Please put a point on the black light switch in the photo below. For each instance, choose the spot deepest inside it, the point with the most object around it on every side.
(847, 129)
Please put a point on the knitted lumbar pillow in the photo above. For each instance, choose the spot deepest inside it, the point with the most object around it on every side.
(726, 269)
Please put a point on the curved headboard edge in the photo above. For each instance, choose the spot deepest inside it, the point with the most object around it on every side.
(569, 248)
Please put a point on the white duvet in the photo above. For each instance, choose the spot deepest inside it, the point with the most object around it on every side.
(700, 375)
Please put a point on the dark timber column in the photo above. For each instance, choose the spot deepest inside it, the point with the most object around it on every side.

- - -

## Work required
Revise the records from the line with "Please put a point on the white" through the end of the records, putting "wooden" in place of "timber" and keeping everything else the same. Give back only those lines.

## Exercise result
Please put a point on the white duvet in the photo above. For each instance, choose the spot deepest inside it, the point with the most object around it on every side.
(700, 375)
Please put a point on the dark wooden column in the photo above. For each instance, choose the spot deepest inside it, the point with the most object around it on every side.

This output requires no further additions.